──────── Exercise input
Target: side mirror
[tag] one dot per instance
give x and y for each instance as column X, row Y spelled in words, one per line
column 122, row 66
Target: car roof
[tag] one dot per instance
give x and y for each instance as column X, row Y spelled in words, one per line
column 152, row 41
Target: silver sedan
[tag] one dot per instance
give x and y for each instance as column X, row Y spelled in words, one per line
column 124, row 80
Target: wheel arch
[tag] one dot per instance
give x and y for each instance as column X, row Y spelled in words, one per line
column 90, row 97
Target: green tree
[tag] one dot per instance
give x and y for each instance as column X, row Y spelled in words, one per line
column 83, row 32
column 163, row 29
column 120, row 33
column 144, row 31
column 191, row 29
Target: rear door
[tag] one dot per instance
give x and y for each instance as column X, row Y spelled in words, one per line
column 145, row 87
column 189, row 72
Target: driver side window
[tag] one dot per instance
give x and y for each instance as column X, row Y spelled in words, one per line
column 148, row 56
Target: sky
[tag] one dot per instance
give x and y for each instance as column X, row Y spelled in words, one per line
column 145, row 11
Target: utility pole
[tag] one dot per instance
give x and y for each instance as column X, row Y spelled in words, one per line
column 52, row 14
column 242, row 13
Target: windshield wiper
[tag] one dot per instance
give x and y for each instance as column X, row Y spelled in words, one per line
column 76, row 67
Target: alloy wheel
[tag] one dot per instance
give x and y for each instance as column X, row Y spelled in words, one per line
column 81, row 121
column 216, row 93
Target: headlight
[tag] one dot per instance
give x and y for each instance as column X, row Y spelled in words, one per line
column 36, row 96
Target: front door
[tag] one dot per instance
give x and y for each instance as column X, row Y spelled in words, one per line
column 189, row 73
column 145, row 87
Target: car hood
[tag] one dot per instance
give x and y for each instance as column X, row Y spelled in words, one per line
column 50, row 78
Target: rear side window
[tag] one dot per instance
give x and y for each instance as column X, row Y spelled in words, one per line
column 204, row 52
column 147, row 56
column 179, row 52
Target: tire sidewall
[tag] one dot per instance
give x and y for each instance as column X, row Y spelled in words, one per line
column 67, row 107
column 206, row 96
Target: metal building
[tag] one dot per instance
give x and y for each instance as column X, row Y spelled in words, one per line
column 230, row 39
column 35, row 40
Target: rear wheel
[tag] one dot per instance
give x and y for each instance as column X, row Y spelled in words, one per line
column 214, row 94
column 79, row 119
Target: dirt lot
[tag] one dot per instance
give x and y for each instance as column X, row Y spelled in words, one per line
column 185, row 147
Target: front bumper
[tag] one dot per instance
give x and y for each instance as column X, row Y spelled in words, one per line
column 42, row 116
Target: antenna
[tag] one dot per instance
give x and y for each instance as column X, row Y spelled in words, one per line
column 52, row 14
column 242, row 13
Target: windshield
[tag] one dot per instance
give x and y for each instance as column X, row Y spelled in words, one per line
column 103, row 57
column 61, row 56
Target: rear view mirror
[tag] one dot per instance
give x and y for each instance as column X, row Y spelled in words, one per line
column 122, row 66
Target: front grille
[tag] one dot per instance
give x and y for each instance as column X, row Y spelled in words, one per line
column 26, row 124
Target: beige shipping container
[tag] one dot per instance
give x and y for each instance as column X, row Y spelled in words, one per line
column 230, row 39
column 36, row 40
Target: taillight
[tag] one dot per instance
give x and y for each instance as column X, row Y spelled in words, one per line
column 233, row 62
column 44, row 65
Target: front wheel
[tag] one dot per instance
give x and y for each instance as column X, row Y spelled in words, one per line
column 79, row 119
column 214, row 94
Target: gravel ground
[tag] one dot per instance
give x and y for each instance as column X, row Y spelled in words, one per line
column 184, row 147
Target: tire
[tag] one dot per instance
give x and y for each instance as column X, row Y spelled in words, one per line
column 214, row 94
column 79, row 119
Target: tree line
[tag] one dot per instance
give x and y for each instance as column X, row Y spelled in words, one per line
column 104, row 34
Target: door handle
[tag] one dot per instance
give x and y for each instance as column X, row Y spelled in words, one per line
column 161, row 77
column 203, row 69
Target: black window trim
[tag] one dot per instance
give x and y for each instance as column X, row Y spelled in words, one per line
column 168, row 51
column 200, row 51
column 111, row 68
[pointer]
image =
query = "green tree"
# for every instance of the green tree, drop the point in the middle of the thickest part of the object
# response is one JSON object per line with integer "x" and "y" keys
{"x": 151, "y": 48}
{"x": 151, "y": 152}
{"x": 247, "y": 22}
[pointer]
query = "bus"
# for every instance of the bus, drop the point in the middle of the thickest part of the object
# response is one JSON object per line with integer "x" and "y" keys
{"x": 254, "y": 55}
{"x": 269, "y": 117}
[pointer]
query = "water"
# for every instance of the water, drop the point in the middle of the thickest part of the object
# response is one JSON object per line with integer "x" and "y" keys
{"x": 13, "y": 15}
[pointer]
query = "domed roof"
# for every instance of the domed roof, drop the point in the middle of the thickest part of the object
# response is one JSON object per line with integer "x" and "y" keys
────────────────
Task prompt:
Retype the items from their first line through the line that has "column 124, row 80", copying each line without any change.

Exercise solution:
Target: side mirror
[tag] one dot per instance
give x and y for each instance as column X, row Y spelled in words, one per line
column 122, row 66
Target: car roof
[tag] one dot per instance
give x and y for each instance as column X, row Y spelled in words, one per line
column 152, row 41
Target: silver sedan
[tag] one dot per instance
give x and y for each instance as column X, row Y spelled in words, one per line
column 124, row 80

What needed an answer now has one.